> [To be done]:
Please reproduce all the rows below in full, requests included, and increase every coordinate in the answer points by 8. Leave the numbers in the requests and their sample points as they are.

━━━ Material to process ━━━

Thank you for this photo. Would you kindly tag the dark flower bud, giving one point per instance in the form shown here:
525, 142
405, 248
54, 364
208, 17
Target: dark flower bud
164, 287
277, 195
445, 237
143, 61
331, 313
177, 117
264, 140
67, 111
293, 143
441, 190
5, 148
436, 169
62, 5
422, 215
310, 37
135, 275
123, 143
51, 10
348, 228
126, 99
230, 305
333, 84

━━━

> [Answer below]:
Thank you for this photo. Would you kindly tag the dark flower bud, giving one point per instance in the form shown here:
525, 142
405, 248
54, 364
208, 17
Target: dark flower bud
172, 295
285, 203
453, 245
151, 69
339, 321
185, 125
272, 148
75, 119
301, 151
449, 198
13, 156
444, 177
70, 13
430, 223
318, 45
143, 283
131, 151
59, 18
356, 236
134, 107
238, 313
341, 92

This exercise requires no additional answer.